---------- EXTRAIT FOURNI
Chez lui à Hauteville, Georges Blanc coule une retraite – prise de façon anticipée en fin d’année 2010 – aussi active, et même plus, qu’a été sa vie durant ses 42années à la rédaction de La Liberté. Le Gruérien sort son vélo ou ses skis de fond lorsqu’il en a l’occasion, il bûcheronne en forêt et s’occupe également de ses huit petits-enfants avec son épouse. A 73ans, il pratique encore un peu son métier, comme correspondant de boxe. Entré à La Liberté en 1968, issu de la première volée de l’Institut de journalisme de l’Université de Fribourg, il a créé, dirigé et développé la rubrique sportive, qui était quasiment invisible dans les éditions des premières décennies de ce quotidien. Georges Blanc est aussi le plus ancien des membres de la rédaction à pouvoir témoigner. Il a connu le passage de La Liberté à quatre cahiers, celui du plomb à la photocomposition et de la machine à écrire à l’ordinateur.
Comment avez-vous atterri à La Liberté?
Georges Blanc: J’ai commencé en avril 1968. J’ai étudié les lettres à l’uni, faculté dans laquelle un Institut de journalisme avait été créé. Roger Pochon (éditeur-rédacteur en chef, ndlr), Pierre Barras (rédacteur) et Hugo Baeriswyl (directeur) faisaient partie des enseignants. Afin de valider mes études, je devais effectuer un stage de trois semaines dans un journal. Je l’ai logiquement fait à La Liberté.
Quelles ont été vos premières tâches pour le journal?
Quand j’ai commencé, il y avait peu de monde à la rédaction: Roger Pochon, Edouard Collomb (premier rédacteur, ndlr), un journaliste pour l’Etrangère, Jean-Marie Brasey pour la Régionale, l’abbé Menoud rédacteur ecclésiastique, Madeleine Butignot pour le Magazine et une secrétaire. Dans le local, tous les bureaux étaient alignés. Ma place était en bout de ligne. On me donnait du boulot. J’ai commencé par dresser les listes de convois funèbres (ils sont quelques-uns, les anciens, à avoir un parcours similaire, ndlr). Il y avait encore Ferdinand Brunisholz, qui était en charge de la mise en page. C’est lui qui m’a le plus encouragé.
--------------------
— CONSIGNES DE TRAVAIL —
A. Répondez aux questions suivantes à partir de l'extrait :
(i) En quel mois et en quelle année Georges Blanc a-t-il commencé à La Liberté ?
(ii) Combien de petits-enfants a-t-il ?
(iii) Qui était chargé de la mise en page à ses débuts ?
B. Dans l'extrait, recopiez le passage qui s'ouvre sur les mots contenant "Georges Blanc: J’ai" et se ferme sur "pour le journal?", en renommant "Institut de journalisme" en "Institut de presse".
---------- DONNÉES FOURNIES
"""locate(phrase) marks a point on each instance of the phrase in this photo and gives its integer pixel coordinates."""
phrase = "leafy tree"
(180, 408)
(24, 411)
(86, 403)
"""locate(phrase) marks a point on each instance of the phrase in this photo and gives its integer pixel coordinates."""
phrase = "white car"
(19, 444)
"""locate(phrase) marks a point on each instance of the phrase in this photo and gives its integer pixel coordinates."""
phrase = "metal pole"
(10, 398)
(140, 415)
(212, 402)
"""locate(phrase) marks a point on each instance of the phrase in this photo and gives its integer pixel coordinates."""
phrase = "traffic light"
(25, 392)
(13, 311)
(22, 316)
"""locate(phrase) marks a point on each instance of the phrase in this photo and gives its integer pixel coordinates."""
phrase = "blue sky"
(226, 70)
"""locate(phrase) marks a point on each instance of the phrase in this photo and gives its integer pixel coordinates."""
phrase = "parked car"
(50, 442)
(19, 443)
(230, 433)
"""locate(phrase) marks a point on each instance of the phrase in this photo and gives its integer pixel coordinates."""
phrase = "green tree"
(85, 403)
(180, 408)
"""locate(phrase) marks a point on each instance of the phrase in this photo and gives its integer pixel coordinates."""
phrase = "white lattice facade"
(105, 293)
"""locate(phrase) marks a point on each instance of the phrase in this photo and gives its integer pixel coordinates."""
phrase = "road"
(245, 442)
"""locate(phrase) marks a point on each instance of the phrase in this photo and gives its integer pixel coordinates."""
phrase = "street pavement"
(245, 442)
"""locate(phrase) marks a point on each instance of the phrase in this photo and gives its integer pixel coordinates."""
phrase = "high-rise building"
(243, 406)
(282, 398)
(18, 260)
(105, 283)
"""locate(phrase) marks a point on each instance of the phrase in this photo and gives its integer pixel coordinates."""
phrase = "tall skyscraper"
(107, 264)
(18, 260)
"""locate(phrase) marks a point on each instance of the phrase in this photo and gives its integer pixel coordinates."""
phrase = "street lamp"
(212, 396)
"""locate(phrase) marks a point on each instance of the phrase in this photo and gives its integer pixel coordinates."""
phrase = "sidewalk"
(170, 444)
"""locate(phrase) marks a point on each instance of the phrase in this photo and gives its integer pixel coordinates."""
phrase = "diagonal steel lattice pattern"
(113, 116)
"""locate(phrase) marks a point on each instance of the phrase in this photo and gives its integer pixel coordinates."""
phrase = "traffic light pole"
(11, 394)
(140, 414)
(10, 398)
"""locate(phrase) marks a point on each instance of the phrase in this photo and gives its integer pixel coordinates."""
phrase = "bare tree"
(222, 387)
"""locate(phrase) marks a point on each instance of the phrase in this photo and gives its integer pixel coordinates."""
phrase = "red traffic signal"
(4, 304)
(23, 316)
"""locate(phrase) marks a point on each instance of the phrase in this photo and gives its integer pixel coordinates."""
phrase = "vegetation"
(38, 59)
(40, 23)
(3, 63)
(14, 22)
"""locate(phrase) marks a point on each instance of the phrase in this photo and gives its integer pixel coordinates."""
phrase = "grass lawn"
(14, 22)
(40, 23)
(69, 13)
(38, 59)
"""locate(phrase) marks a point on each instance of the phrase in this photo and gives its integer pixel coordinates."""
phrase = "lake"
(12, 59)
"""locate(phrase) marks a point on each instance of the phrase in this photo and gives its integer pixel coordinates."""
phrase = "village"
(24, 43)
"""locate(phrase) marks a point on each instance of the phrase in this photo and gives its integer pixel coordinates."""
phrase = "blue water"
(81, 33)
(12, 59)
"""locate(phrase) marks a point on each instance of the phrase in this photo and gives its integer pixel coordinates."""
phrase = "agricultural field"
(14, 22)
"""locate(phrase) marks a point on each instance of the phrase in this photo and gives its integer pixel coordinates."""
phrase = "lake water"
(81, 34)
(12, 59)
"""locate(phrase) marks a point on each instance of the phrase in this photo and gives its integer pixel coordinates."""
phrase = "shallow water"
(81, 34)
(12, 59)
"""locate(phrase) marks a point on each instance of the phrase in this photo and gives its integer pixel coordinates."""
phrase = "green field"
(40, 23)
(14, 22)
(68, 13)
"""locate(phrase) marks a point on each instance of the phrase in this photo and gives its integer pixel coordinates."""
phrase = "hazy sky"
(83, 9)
--------------------
— SOLUTIONS —
A.
(i) En avril 1968.
(ii) Huit.
(iii) Ferdinand Brunisholz.

B.
Georges Blanc: J’ai commencé en avril 1968. J’ai étudié les lettres à l’uni, faculté dans laquelle un Institut de presse avait été créé. Roger Pochon (éditeur-rédacteur en chef, ndlr), Pierre Barras (rédacteur) et Hugo Baeriswyl (directeur) faisaient partie des enseignants. Afin de valider mes études, je devais effectuer un stage de trois semaines dans un journal. Je l’ai logiquement fait à La Liberté.
Quelles ont été vos premières tâches pour le journal?